Records from a point-labeling set:
__________
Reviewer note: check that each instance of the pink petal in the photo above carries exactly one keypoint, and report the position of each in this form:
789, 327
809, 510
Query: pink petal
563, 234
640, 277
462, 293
__________
GIVEN TASK >>
Rewrite every line of the items above, requests included, multiplying each coordinate in the answers by 1.75 and rounding to whole numbers, with halves rounded up. Leave all other numbers unchanged.

FINISHED EXERCISE >>
Reviewer note: check that each instance of the pink petal in the photo above carries exactly one keypoint, and report the position of each in this form:
789, 327
809, 510
Query: pink petal
985, 410
1120, 485
809, 513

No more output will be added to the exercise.